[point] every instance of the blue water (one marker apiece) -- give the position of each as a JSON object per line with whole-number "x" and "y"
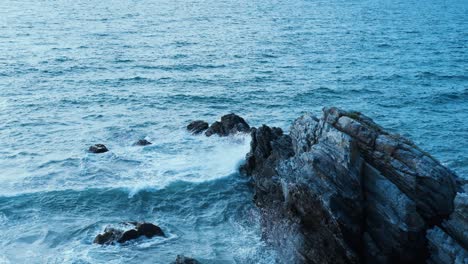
{"x": 75, "y": 73}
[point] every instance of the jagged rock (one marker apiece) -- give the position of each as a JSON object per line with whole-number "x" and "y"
{"x": 185, "y": 260}
{"x": 444, "y": 249}
{"x": 341, "y": 189}
{"x": 198, "y": 126}
{"x": 230, "y": 124}
{"x": 112, "y": 235}
{"x": 457, "y": 225}
{"x": 98, "y": 148}
{"x": 142, "y": 142}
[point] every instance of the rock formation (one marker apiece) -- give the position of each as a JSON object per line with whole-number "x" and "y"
{"x": 185, "y": 260}
{"x": 142, "y": 142}
{"x": 197, "y": 127}
{"x": 112, "y": 235}
{"x": 230, "y": 124}
{"x": 341, "y": 189}
{"x": 98, "y": 148}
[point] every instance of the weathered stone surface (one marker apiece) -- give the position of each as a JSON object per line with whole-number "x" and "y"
{"x": 185, "y": 260}
{"x": 98, "y": 148}
{"x": 112, "y": 235}
{"x": 142, "y": 142}
{"x": 229, "y": 124}
{"x": 457, "y": 225}
{"x": 197, "y": 126}
{"x": 341, "y": 189}
{"x": 444, "y": 249}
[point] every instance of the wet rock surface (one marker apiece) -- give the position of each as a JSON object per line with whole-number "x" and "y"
{"x": 185, "y": 260}
{"x": 341, "y": 189}
{"x": 113, "y": 235}
{"x": 98, "y": 148}
{"x": 230, "y": 124}
{"x": 197, "y": 127}
{"x": 142, "y": 142}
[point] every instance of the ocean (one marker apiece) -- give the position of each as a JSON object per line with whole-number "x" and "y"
{"x": 77, "y": 73}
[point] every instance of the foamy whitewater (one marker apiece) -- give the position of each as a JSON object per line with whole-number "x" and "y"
{"x": 77, "y": 73}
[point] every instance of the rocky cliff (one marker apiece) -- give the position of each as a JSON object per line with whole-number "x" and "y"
{"x": 341, "y": 189}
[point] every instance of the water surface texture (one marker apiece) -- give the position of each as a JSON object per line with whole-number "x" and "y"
{"x": 76, "y": 73}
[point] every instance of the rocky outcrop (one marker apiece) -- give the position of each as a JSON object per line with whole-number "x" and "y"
{"x": 98, "y": 148}
{"x": 185, "y": 260}
{"x": 449, "y": 243}
{"x": 142, "y": 142}
{"x": 197, "y": 127}
{"x": 341, "y": 189}
{"x": 229, "y": 124}
{"x": 113, "y": 235}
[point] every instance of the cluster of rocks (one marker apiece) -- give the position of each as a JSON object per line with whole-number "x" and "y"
{"x": 135, "y": 230}
{"x": 230, "y": 124}
{"x": 101, "y": 148}
{"x": 113, "y": 235}
{"x": 341, "y": 189}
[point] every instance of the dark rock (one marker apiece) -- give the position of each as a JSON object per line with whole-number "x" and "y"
{"x": 112, "y": 235}
{"x": 230, "y": 124}
{"x": 142, "y": 142}
{"x": 149, "y": 230}
{"x": 98, "y": 148}
{"x": 341, "y": 189}
{"x": 128, "y": 235}
{"x": 198, "y": 126}
{"x": 445, "y": 249}
{"x": 109, "y": 236}
{"x": 185, "y": 260}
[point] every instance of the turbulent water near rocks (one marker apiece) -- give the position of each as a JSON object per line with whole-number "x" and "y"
{"x": 76, "y": 73}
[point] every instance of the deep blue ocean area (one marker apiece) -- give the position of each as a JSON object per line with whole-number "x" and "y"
{"x": 76, "y": 73}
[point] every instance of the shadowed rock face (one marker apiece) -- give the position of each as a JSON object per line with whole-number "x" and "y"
{"x": 112, "y": 235}
{"x": 229, "y": 124}
{"x": 340, "y": 189}
{"x": 197, "y": 127}
{"x": 142, "y": 142}
{"x": 185, "y": 260}
{"x": 98, "y": 148}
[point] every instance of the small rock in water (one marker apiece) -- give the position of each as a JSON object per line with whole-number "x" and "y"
{"x": 181, "y": 259}
{"x": 149, "y": 230}
{"x": 230, "y": 124}
{"x": 112, "y": 235}
{"x": 198, "y": 126}
{"x": 142, "y": 142}
{"x": 98, "y": 148}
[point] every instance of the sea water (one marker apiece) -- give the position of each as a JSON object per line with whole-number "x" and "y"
{"x": 76, "y": 73}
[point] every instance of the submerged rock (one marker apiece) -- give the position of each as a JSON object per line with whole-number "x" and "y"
{"x": 98, "y": 148}
{"x": 112, "y": 235}
{"x": 230, "y": 124}
{"x": 341, "y": 189}
{"x": 197, "y": 127}
{"x": 142, "y": 142}
{"x": 185, "y": 260}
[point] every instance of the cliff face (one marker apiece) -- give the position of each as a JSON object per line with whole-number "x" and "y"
{"x": 340, "y": 189}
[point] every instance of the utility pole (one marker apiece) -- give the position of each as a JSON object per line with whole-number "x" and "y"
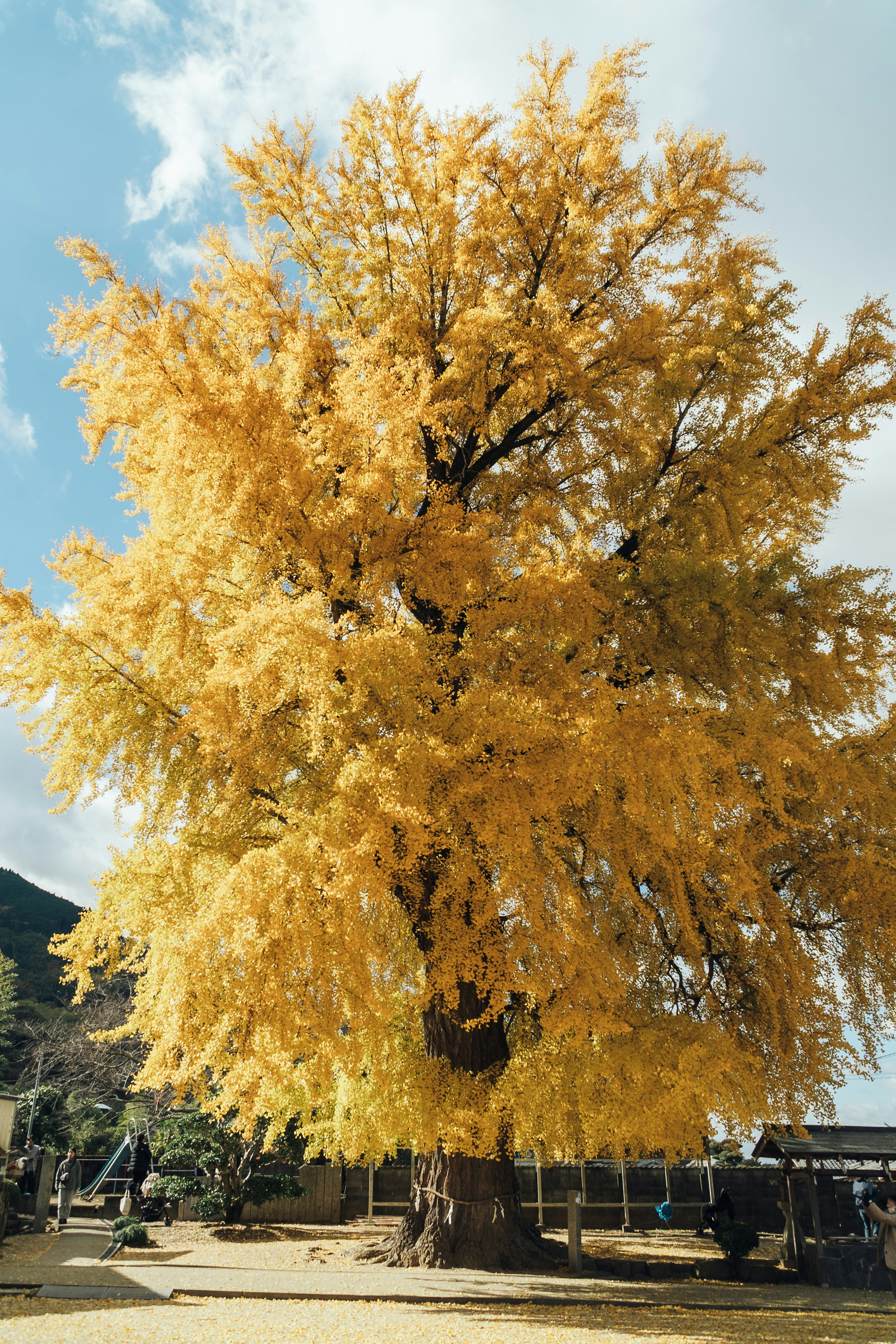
{"x": 34, "y": 1096}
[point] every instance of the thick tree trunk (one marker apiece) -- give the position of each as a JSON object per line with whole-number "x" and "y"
{"x": 465, "y": 1211}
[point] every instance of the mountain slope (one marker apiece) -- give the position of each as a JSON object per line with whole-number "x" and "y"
{"x": 29, "y": 918}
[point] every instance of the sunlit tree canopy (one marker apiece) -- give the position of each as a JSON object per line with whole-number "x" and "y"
{"x": 508, "y": 773}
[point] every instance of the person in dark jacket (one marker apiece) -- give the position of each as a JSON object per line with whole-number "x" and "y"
{"x": 886, "y": 1218}
{"x": 139, "y": 1167}
{"x": 710, "y": 1214}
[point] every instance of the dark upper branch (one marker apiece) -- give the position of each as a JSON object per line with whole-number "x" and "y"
{"x": 511, "y": 440}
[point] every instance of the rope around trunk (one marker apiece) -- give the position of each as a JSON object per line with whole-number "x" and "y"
{"x": 452, "y": 1202}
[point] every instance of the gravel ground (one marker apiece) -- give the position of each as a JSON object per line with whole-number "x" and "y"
{"x": 295, "y": 1246}
{"x": 252, "y": 1322}
{"x": 663, "y": 1244}
{"x": 26, "y": 1248}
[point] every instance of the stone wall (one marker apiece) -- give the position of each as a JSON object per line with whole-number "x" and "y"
{"x": 754, "y": 1190}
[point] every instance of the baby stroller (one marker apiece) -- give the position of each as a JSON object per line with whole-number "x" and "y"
{"x": 155, "y": 1209}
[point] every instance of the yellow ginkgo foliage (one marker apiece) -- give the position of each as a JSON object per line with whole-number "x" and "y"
{"x": 508, "y": 775}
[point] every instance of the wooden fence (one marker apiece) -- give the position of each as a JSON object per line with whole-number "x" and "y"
{"x": 322, "y": 1205}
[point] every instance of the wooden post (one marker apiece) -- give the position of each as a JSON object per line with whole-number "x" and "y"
{"x": 626, "y": 1225}
{"x": 45, "y": 1190}
{"x": 713, "y": 1185}
{"x": 813, "y": 1205}
{"x": 574, "y": 1234}
{"x": 800, "y": 1249}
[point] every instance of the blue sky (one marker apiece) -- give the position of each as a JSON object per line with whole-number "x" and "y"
{"x": 115, "y": 112}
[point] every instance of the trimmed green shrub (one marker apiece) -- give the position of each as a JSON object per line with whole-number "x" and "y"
{"x": 135, "y": 1234}
{"x": 737, "y": 1240}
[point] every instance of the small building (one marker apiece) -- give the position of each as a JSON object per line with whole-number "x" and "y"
{"x": 801, "y": 1158}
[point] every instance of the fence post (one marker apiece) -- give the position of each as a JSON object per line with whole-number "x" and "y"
{"x": 816, "y": 1218}
{"x": 713, "y": 1185}
{"x": 45, "y": 1190}
{"x": 574, "y": 1234}
{"x": 626, "y": 1225}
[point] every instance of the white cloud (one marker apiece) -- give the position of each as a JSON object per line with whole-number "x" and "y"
{"x": 238, "y": 61}
{"x": 66, "y": 26}
{"x": 111, "y": 21}
{"x": 17, "y": 432}
{"x": 168, "y": 257}
{"x": 57, "y": 853}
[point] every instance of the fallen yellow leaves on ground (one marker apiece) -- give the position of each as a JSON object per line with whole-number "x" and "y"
{"x": 234, "y": 1322}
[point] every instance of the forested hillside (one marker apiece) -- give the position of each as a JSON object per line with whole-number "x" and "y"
{"x": 29, "y": 918}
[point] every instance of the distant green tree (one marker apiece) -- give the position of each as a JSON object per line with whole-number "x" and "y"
{"x": 52, "y": 1123}
{"x": 205, "y": 1143}
{"x": 7, "y": 1002}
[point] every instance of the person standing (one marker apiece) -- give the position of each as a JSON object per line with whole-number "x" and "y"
{"x": 886, "y": 1218}
{"x": 32, "y": 1156}
{"x": 139, "y": 1167}
{"x": 68, "y": 1183}
{"x": 862, "y": 1189}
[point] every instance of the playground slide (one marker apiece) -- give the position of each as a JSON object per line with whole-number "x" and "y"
{"x": 112, "y": 1166}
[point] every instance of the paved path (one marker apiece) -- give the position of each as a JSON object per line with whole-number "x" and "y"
{"x": 70, "y": 1265}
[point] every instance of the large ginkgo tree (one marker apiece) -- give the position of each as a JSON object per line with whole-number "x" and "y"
{"x": 507, "y": 772}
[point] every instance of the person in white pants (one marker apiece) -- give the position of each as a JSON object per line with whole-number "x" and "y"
{"x": 68, "y": 1182}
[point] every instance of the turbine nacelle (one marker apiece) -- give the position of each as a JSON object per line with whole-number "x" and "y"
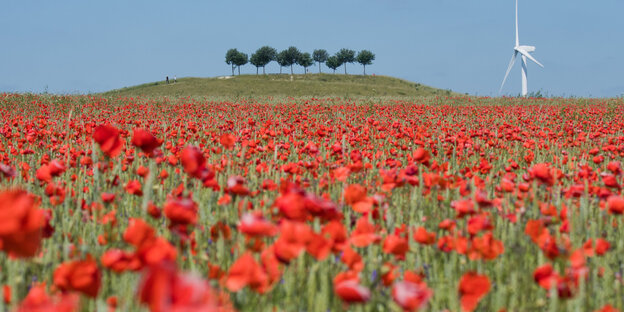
{"x": 525, "y": 53}
{"x": 525, "y": 48}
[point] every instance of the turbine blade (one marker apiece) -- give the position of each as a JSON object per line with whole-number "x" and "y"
{"x": 511, "y": 63}
{"x": 525, "y": 53}
{"x": 517, "y": 37}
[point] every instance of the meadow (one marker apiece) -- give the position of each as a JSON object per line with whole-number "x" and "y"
{"x": 311, "y": 204}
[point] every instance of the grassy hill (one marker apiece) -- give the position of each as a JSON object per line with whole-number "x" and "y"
{"x": 283, "y": 85}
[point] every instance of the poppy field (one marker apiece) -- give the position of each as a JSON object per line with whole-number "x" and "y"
{"x": 334, "y": 204}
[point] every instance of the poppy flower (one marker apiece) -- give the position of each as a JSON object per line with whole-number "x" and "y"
{"x": 615, "y": 205}
{"x": 144, "y": 140}
{"x": 120, "y": 261}
{"x": 162, "y": 289}
{"x": 21, "y": 223}
{"x": 134, "y": 187}
{"x": 109, "y": 140}
{"x": 337, "y": 233}
{"x": 364, "y": 233}
{"x": 352, "y": 259}
{"x": 396, "y": 245}
{"x": 602, "y": 246}
{"x": 236, "y": 185}
{"x": 421, "y": 236}
{"x": 181, "y": 211}
{"x": 81, "y": 275}
{"x": 411, "y": 296}
{"x": 156, "y": 251}
{"x": 194, "y": 162}
{"x": 351, "y": 291}
{"x": 253, "y": 224}
{"x": 227, "y": 140}
{"x": 472, "y": 287}
{"x": 543, "y": 173}
{"x": 545, "y": 276}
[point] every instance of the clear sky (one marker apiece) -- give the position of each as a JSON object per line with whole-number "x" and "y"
{"x": 90, "y": 46}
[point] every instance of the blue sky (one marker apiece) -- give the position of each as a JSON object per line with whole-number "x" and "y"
{"x": 465, "y": 46}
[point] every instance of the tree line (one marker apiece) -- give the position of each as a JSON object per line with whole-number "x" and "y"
{"x": 292, "y": 56}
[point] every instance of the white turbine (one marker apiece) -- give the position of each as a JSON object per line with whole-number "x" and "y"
{"x": 525, "y": 52}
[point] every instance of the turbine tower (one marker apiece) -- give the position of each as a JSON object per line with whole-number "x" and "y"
{"x": 525, "y": 52}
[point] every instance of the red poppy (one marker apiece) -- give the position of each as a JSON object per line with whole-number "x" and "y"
{"x": 21, "y": 223}
{"x": 144, "y": 140}
{"x": 472, "y": 287}
{"x": 108, "y": 138}
{"x": 615, "y": 205}
{"x": 253, "y": 224}
{"x": 350, "y": 291}
{"x": 352, "y": 259}
{"x": 193, "y": 162}
{"x": 602, "y": 246}
{"x": 396, "y": 245}
{"x": 545, "y": 276}
{"x": 82, "y": 276}
{"x": 134, "y": 187}
{"x": 411, "y": 296}
{"x": 543, "y": 173}
{"x": 227, "y": 140}
{"x": 181, "y": 211}
{"x": 162, "y": 288}
{"x": 120, "y": 261}
{"x": 423, "y": 237}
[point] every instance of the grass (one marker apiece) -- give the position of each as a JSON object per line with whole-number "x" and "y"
{"x": 316, "y": 85}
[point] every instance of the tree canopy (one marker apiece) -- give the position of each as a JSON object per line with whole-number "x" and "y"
{"x": 365, "y": 57}
{"x": 305, "y": 60}
{"x": 346, "y": 56}
{"x": 292, "y": 56}
{"x": 320, "y": 56}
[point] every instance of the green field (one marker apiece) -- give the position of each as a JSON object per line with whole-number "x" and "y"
{"x": 320, "y": 85}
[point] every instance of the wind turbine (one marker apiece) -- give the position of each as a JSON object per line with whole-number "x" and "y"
{"x": 525, "y": 53}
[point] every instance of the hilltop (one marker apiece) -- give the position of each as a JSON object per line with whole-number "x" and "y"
{"x": 282, "y": 85}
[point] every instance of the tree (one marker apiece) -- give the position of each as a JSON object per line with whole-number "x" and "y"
{"x": 265, "y": 56}
{"x": 365, "y": 57}
{"x": 346, "y": 56}
{"x": 240, "y": 60}
{"x": 290, "y": 57}
{"x": 320, "y": 56}
{"x": 305, "y": 60}
{"x": 281, "y": 60}
{"x": 230, "y": 55}
{"x": 255, "y": 61}
{"x": 333, "y": 62}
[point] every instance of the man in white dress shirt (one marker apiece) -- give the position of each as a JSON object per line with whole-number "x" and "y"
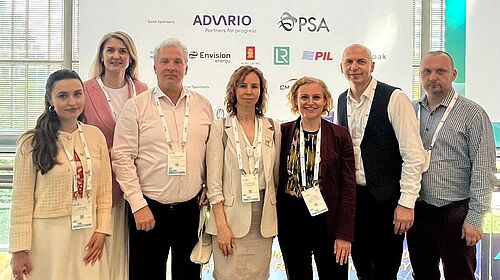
{"x": 159, "y": 161}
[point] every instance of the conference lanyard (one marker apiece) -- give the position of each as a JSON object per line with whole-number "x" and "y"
{"x": 316, "y": 157}
{"x": 258, "y": 147}
{"x": 443, "y": 119}
{"x": 72, "y": 161}
{"x": 157, "y": 96}
{"x": 108, "y": 98}
{"x": 362, "y": 121}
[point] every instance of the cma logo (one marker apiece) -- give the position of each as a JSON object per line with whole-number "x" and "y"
{"x": 311, "y": 55}
{"x": 222, "y": 20}
{"x": 311, "y": 24}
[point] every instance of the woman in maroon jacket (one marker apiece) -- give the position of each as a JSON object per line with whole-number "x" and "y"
{"x": 316, "y": 194}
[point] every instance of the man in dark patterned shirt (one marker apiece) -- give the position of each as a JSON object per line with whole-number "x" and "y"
{"x": 456, "y": 189}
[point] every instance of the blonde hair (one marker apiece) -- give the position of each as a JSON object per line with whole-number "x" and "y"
{"x": 294, "y": 91}
{"x": 97, "y": 68}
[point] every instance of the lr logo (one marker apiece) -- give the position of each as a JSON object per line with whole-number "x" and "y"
{"x": 281, "y": 55}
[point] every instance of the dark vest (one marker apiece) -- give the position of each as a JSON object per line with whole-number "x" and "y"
{"x": 382, "y": 160}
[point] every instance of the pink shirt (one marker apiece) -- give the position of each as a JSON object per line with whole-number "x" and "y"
{"x": 139, "y": 152}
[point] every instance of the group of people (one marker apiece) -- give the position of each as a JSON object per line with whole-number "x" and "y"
{"x": 110, "y": 153}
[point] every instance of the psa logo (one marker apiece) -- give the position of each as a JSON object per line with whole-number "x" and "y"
{"x": 312, "y": 55}
{"x": 281, "y": 55}
{"x": 250, "y": 53}
{"x": 311, "y": 24}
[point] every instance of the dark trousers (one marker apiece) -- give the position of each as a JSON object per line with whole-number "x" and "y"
{"x": 300, "y": 236}
{"x": 376, "y": 250}
{"x": 176, "y": 228}
{"x": 436, "y": 235}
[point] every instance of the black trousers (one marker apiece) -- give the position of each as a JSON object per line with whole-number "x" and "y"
{"x": 176, "y": 228}
{"x": 300, "y": 236}
{"x": 437, "y": 234}
{"x": 376, "y": 250}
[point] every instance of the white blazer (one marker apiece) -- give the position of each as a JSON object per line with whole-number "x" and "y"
{"x": 224, "y": 178}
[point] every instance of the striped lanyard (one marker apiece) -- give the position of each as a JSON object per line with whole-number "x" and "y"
{"x": 258, "y": 147}
{"x": 317, "y": 157}
{"x": 74, "y": 168}
{"x": 157, "y": 95}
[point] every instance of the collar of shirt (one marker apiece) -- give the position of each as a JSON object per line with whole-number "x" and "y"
{"x": 446, "y": 101}
{"x": 367, "y": 94}
{"x": 162, "y": 94}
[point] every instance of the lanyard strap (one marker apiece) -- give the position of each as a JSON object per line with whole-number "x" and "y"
{"x": 108, "y": 98}
{"x": 362, "y": 121}
{"x": 157, "y": 95}
{"x": 72, "y": 161}
{"x": 258, "y": 147}
{"x": 443, "y": 119}
{"x": 317, "y": 157}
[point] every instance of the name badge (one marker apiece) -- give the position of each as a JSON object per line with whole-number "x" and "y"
{"x": 250, "y": 188}
{"x": 427, "y": 160}
{"x": 81, "y": 213}
{"x": 176, "y": 162}
{"x": 314, "y": 201}
{"x": 357, "y": 157}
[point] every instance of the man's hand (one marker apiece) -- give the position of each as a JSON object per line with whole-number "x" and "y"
{"x": 144, "y": 219}
{"x": 471, "y": 234}
{"x": 403, "y": 219}
{"x": 342, "y": 249}
{"x": 94, "y": 248}
{"x": 203, "y": 200}
{"x": 21, "y": 265}
{"x": 226, "y": 240}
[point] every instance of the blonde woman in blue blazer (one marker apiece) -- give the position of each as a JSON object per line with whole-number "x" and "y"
{"x": 242, "y": 173}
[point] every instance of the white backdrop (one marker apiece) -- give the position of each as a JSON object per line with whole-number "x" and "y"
{"x": 227, "y": 28}
{"x": 482, "y": 55}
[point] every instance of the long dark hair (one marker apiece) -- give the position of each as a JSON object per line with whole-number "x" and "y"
{"x": 237, "y": 78}
{"x": 46, "y": 131}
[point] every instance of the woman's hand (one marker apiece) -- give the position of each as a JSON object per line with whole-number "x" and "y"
{"x": 94, "y": 248}
{"x": 20, "y": 264}
{"x": 342, "y": 249}
{"x": 226, "y": 240}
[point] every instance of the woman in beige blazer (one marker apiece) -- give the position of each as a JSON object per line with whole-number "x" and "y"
{"x": 61, "y": 196}
{"x": 242, "y": 173}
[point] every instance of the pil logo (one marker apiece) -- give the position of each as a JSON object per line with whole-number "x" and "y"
{"x": 314, "y": 55}
{"x": 250, "y": 52}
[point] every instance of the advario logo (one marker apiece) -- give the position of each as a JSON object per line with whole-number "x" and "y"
{"x": 311, "y": 24}
{"x": 225, "y": 24}
{"x": 222, "y": 20}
==========
*PROBLEM STATEMENT*:
Transcribe, word for word, every line from the one containing "[point] every instance of the white backdrop" through the final line of the entries, and nothing else.

*WRITTEN SOLUTION*:
[point] every instance of the white backdrop (one marker apiece) -- give the position of each as a JSON object per line with whole-number "x" and "y"
{"x": 227, "y": 28}
{"x": 482, "y": 55}
[point] every instance of the long dark hair (one marker apiece) -- give the position of each as a JSON object per line with whole-number "x" and "y"
{"x": 237, "y": 78}
{"x": 46, "y": 131}
[point] every instance of the woman's hand (one marker apiece) -- give the position of each as a JSON object per line with whole-number "x" and "y"
{"x": 94, "y": 248}
{"x": 20, "y": 264}
{"x": 342, "y": 249}
{"x": 226, "y": 240}
[point] every instance of the woman in beige blazer (one marker apiece) -- give the position of each as a JSON object per line with whole-number "x" and "y"
{"x": 61, "y": 196}
{"x": 242, "y": 173}
[point] every instance of the pil logo (one marker apiece) -- give the position of each as a JSON object per line with whole-number "x" and "y"
{"x": 314, "y": 55}
{"x": 250, "y": 52}
[point] every instance of the advario logo (one marker apiece) -- give the position of each as a JSON object per line with whole-number "x" and "y"
{"x": 311, "y": 24}
{"x": 225, "y": 24}
{"x": 222, "y": 20}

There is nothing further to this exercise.